# SOURCE PASSAGE
Inheritance Tax in India

News Excerpt:

The use of inheritance tax as a tool for the redistribution of wealth to address income inequality has been discussed widely and has created controversy in the midst of ongoing General Elections.

What are Inheritance Tax and Estate Tax?

  • Estate and inheritance taxes are two types of taxes that are imposed when a person passes away. Although they are both related to death, they have different targets. 
  • Estate taxes are applied to the total value of the deceased person's property as of the date of death, whereas inheritance taxes are charged to the beneficiaries who inherit the property. 
  • The tax amount is generally calculated based on the value of the assets that remain once all the exemptions and deductions have been made. 
  • The primary objectives of inheritance taxes are to boost government revenue and promote wealth redistribution.

History of inheritance tax in India:

  • In 1953, India’s Parliament passed the Estate Duty ‘Death Tax’ Act, which was later abolished in 1985 by the Union government. 
    • As per the Act, tax/duty was imposed on the principal value of movable and immovable property, including agricultural land, passed on to any person after the death of the owner of such property. 
  • The Act was amended in 1960 to exclude properties in Odisha, West Bengal, and Jammu & Kashmir, and further in 1968, 1982, and 1984 to include amendments made by other Finance laws.
  • After implementation, the death duty imposed peaked up to 85%, making it highly unpopular. In 1985, the Government abolished it as the income generated for the Centre via such taxes was much less than the cost incurred due to the administrative process of executing it.
  • India also had a wealth tax and a gift tax, which were abolished in 2015 and 1998 respectively.
  • As of date, there is no tax imposed on property inherited, whether through a will or by intestate succession.

Ways to tax wealth:

  • Taxes are levied on the flow of income on wealth or at the time of transfer of wealth or on the stock of wealth linked to the value of owned assets as a one-time levy. 
  • There can be a capital levy on income from wealth or ownership of assets resulting in capital gains, transfer taxes in the form of wealth tax, inheritance tax, estate tax, or gift tax at the time of transfer of wealth or assets.
  • Taxes can also be levied on a combination of income and wealth. 
    • The USA Administration has proposed legislation for a ‘Billionaire Minimum Income Tax’ of at least 25% on their full income, including unrealized gains.

The taxes on wealth in India:

  • The now abolished estate duty was inheritance tax with a threshold of Rs 1 lakh, and progressive rates from 5% to 40% on the principal value of the estate exceeding Rs 20 lakh. 
    • The Estate Duty Act, 1953 was amended in 1958 to change the definition of an accountable person, lower the applicable threshold, and redefine slabs.
  • Even after its abolition, the idea of inheritance tax remained alive and was part of official and unofficial discussions.

[Box-labeled dataset extracts]

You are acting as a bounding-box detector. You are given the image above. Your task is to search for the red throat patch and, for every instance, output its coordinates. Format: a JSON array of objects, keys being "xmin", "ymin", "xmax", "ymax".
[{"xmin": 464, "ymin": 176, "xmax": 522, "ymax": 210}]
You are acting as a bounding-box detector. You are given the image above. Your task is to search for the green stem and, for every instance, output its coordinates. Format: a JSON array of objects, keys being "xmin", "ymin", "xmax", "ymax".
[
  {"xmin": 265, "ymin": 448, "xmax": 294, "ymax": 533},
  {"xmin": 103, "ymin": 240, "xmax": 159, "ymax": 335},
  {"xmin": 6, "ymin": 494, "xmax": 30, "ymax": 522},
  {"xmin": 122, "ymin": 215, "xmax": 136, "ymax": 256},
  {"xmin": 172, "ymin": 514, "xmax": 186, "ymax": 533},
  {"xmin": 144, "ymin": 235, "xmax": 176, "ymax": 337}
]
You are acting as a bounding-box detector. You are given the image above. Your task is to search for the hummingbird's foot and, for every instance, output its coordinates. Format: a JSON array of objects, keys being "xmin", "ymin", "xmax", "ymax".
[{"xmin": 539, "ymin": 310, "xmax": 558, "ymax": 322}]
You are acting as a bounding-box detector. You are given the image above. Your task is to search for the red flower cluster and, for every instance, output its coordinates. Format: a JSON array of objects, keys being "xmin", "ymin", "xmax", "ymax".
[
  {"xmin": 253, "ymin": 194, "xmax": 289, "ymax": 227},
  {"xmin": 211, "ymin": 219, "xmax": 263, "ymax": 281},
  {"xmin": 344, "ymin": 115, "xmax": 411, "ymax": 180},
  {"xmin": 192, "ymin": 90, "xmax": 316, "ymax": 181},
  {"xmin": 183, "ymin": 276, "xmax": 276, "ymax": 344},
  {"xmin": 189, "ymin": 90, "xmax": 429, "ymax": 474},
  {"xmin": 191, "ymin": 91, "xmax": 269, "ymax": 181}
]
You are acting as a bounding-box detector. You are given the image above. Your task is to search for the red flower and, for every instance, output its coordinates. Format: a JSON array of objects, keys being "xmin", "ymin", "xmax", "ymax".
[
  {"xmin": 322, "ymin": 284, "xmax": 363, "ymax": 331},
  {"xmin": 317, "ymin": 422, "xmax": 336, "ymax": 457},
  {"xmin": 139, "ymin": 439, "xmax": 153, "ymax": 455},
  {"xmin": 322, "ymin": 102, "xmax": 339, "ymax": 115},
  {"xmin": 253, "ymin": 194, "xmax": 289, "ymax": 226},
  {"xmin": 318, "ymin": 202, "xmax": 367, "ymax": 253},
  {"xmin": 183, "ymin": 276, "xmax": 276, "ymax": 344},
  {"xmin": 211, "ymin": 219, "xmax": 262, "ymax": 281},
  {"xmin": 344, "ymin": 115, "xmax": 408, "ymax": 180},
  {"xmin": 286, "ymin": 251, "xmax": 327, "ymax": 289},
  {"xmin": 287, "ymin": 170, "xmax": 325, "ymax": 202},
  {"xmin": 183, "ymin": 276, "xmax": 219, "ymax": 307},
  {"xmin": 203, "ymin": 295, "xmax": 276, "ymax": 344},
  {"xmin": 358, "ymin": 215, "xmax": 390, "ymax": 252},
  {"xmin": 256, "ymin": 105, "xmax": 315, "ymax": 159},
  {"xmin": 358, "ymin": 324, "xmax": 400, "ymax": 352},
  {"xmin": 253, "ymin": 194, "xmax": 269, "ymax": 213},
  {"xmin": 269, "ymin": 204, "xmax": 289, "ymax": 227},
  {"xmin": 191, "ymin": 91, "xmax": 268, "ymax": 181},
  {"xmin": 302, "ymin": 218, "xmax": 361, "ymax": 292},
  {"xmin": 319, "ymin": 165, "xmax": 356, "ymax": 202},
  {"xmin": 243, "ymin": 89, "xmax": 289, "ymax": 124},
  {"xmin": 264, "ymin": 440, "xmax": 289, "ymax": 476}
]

# SET TASKS
- a) Do the following statements agree with the passage on inheritance tax in India? (i) The Estate Duty Act was abolished in 1985. (ii) India abolished its gift tax in 2015. (iii) Inheritance taxes are charged to the people who inherit the property. Answer yes or no for each, quoting the words of the passage that decide it.
- b) Summarize the passage on inheritance tax in India in two sentences.
- c) Resume the passage on inheritance tax in India after its final sentence.

# REPLIES
- a)
(i) Yes: "which was later abolished in 1985 by the Union government"
(ii) No: "India also had a wealth tax and a gift tax, which were abolished in 2015 and 1998 respectively."
(iii) Yes: "inheritance taxes are charged to the beneficiaries who inherit the property"

- b) Estate taxes fall on the total value of a deceased person's property, while inheritance taxes are charged to the beneficiaries, and both aim to raise government revenue and redistribute wealth. India's estate duty was passed in 1953 and abolished in 1985 because it raised less than it cost to administer, and inherited property is not taxed today, though the idea of an inheritance tax has stayed under discussion.

- c)
  • The Union government announced the abolition of wealth tax and its replacement with a surcharge on the super-rich in the Budget for 2015-16. 
    • The then Finance Minister said while wealth tax was 1% on assets of Rs 30 lakh and above (excluding equities, bonds, and first house), the total wealth collection in 2013-14 was only Rs 1,008 crore. 
    • An additional surcharge of 2% was levied on individuals with taxable income of Rs 1 crore and above, which was expected to bring revenues of Rs 9,000 crore.

Shortcomings of inheritance/wealth tax:

  • Wealthy taxpayers are seen as being sensitive to high rates of taxation, which often results in the flight of capital and investment to tax havens or tax jurisdictions with favorable tax rates. 
  • Also, high tax rates do not make sense if the cost of collection and administration of these taxes are high compared to the revenues that arise.

Cost and Revenue from these taxes:

  • In the initial years of estate duty, collections were lower than the budgeted estimates. 
    • For instance, the government had budgeted Rs 25 lakh as estate duty revenue in the first year of implementation in 1954-55, which was later revised down to Rs 8 lakh.
    • The high cost of collection and double taxation in various forms of wealth tax were cited as reasons for abolishing estate duty.
    • In his Budget speech of 1985-86, the then Finance Minister said the existence of two separate laws for tax on property wealth tax before death and estate duty after death — amounted to “procedural harassment” of taxpayers. 
    • He also said that estate duty had not achieved its objectives of reducing the unequal distribution of wealth and assisting states in financing their development schemes. 
    • While the yield from estate duty was only about Rs 20 crore, its cost of administration was relatively high.
  • The issue with wealth tax was the same. 
    • Therefore the government abolished the wealth tax and replaced it with an additional surcharge of 2% on the super-rich with a taxable income of over Rs 1 crore in 2015.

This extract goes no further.